▶ _Work order_: The answer is all of the data repeated exactly, with each picture omitted.

═══ Recorded data ═══

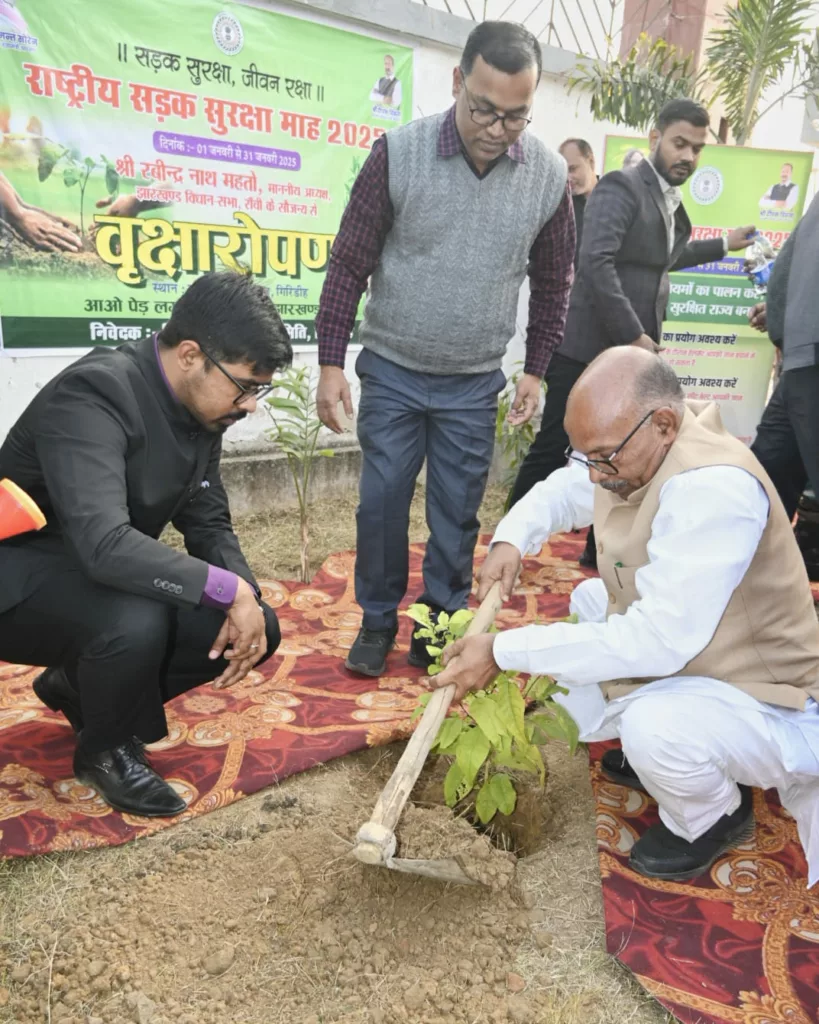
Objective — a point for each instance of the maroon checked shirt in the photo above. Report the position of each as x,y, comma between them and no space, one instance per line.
367,222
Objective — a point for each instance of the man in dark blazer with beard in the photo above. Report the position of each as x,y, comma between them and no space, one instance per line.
636,230
118,445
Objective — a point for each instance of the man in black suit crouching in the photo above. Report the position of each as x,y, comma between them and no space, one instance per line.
115,448
635,231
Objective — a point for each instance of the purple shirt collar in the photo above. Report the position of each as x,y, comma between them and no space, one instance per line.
449,143
162,368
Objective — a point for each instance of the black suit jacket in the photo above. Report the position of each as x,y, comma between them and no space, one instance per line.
621,285
111,457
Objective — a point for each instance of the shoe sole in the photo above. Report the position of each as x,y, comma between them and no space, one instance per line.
739,835
129,810
60,707
418,663
361,670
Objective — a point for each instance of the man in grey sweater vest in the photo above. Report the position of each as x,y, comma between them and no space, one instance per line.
446,218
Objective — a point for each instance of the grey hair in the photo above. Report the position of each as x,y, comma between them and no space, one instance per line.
658,385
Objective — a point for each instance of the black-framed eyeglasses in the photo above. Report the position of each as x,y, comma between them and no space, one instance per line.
485,118
246,391
606,464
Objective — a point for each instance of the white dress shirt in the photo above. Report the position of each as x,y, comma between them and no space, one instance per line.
674,198
703,538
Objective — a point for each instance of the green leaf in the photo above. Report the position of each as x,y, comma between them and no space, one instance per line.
420,613
511,708
286,403
112,180
540,688
485,804
504,793
546,727
454,784
471,751
484,713
449,731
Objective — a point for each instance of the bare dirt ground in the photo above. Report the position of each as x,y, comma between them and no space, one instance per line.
256,913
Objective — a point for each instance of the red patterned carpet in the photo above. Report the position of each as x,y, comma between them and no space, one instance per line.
739,946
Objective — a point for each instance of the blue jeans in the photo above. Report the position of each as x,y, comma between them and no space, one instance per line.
404,417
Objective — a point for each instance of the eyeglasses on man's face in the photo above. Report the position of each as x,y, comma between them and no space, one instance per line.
606,463
485,117
247,389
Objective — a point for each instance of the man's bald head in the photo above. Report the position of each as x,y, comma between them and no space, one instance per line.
622,382
623,387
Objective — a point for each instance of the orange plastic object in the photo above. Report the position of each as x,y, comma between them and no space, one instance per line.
18,514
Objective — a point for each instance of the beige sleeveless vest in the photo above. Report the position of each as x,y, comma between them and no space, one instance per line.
767,642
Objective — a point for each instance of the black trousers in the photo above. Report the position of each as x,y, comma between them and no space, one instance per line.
126,655
548,450
787,439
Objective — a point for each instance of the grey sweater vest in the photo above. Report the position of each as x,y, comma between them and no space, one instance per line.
443,298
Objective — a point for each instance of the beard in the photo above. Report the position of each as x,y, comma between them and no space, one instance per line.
615,486
675,174
223,423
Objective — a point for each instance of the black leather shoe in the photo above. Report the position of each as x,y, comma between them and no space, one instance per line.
615,767
660,854
369,654
589,557
53,688
124,778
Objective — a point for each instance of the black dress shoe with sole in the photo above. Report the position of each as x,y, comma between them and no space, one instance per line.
124,778
53,688
589,557
615,767
660,854
369,653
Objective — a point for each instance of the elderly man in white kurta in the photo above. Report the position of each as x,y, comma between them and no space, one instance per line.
698,647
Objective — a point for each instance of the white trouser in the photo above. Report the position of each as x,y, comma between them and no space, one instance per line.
691,739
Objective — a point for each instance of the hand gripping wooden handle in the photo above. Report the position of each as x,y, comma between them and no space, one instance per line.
376,841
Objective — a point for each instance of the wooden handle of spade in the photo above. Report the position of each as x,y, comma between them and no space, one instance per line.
376,840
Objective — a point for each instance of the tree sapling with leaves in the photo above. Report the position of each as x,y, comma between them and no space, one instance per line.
491,738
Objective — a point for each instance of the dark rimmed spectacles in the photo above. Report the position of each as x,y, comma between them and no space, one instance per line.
606,464
486,118
257,391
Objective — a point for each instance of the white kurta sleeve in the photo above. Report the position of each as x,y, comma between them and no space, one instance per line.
564,501
703,538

═══

▶ _Your solution_:
Objective — a point for each instance of the maroon checked shirt in the photo above. Report the position of each as x,y, comma between them and no space, one instance per line.
367,222
Objective — a point for each instance of the man in dark blazer with beard in the photo above. Report the position of each as x,y, comma between them and no space, one instance per line.
636,230
118,445
Objective — a point for each instance of the man in black suit crouching in the photo above. Report the position of each as x,y, comma between them and no space, one instance per line.
115,448
635,231
Objective — a point for each instance of the purple shirt collar in the photo above. Report the position of each as x,y, comma between them and no space, one instance per line.
449,143
162,368
Objective — a point for each instance of the black suit jacket in the photo above. Report the position of each as x,y, comma between them and no space, one instance per line.
621,285
111,457
Objective — a point for each instance of the shoe sole in the photo above. Report the position of each as x,y, comma between them and no space, one instance per line.
739,835
129,810
60,707
418,663
361,670
Objective — a point for each instance of the man in grey sweater vest in the photo above. Report the position of each as x,y, comma between them and no space, one instance per line.
446,218
Objective — a point for each instance of the grey hair in the photo above. Report the position of each as x,y, comma between them and no space, one instance per line.
658,385
Objective — a point for each instance of the black-framed eyeglasses in the photo above. Report the position of each as x,y, comma between them and no space, one instance per line.
485,118
246,391
606,464
Objective — a point for each instance of the white dress shirt in the photo above. Report the position of each as x,y, comma between them and no space, one instance per line.
674,198
703,538
Objective — a point for each instance of the green leaf in the photo above. Report the position of each as x,y, comma between them and no space, one instance per line.
420,613
511,708
286,403
112,180
540,688
485,804
504,793
546,727
454,784
471,751
484,713
449,731
Objective — a point for each instance of the bare dirt ground in the photo above. Report the position of each as x,y, comma between them and no space, one instance per line.
256,913
Objective — a point for each instance of the red patterned carpet in the photo above. Report the position of each as x,y, comma between them and no space, one instance per line.
739,946
Objective — a point for each instance of the blue jeans in the photo above. Report the position of each as x,y, comma between them and no space, one instance per line.
404,417
Objective — a point for each instance of the eyeglasses on man's face in the photo above. Report the position of each as x,y, comma between them and no space, one instance per line.
606,463
485,117
247,389
Objective — a point for each instance of the man's bald head in the photo above. Report the position of each as x,y, comma between them and no space, one instance per line.
622,382
623,387
Objective — a point for each instance of the orange plastic object in the photo above. Report the position of each as x,y, comma between them and no space, one instance per line.
18,514
Objective — a point for each instance of the beige sleeveless vest in the photo above. Report the position of each as x,y, comma between them and no space, one instance per line.
767,642
Objective — a point for each instance of the black trousers in the photo above. Report the position of each as x,y, comma between them and no space, one instance per line.
126,655
548,450
787,439
Objective — a point for each instance of the grey sweater vest in the photo above. Report the position of each as x,y, comma between them and no space, one instance per line.
443,298
Objective — a point for each instance of the beard in the photo above. Report the position of each as x,y, comma between them and no space, one instance per line.
615,486
675,174
223,423
Objective — a point for each instance of the black leather shoe in the photo above. Report the position of each as x,y, comma between them and no space, one instance per line.
615,767
660,854
369,654
589,557
53,688
124,778
Objective — a point for each instance of the black dress shoe with sole in the photo above. Report the position of each as x,y, comma between them and no space, one instance per line.
124,778
53,688
589,557
615,767
660,854
369,653
Objective — a point for each instance of the elderly man in white kurta in the photo above. Report the position of each as x,y, comma between them and no space, one instance per line.
698,647
Objective — a point for each instance of the white trouser in the photo above. Report the position of each as x,y, comma between them and no space, one instance per line.
691,739
Objective — a point for each instance of the hand gripping wooden handle in the photo above. Report the position of each as x,y, comma between them and no space, one instance per line.
376,841
Objective — a point for each instance of the wooden handle of spade in the photo above. Report the position of each as x,y, comma between them and no space, one instance per line.
376,840
Objective — a point for each instance of the tree sapling with leaves in the photo above. Report the position of each as x,y, comma between them and no space, one instance per line.
491,738
Objective — a point for each instance of the dark rimmed spectacles in the photo above. Report the position of each as x,y, comma between them and no space, one instance per line.
606,464
486,118
257,391
Objective — a point for each instance of the white kurta sleeve in the photo above. Report the position of each as x,y, comma between them and no space, one instance per line.
564,501
703,538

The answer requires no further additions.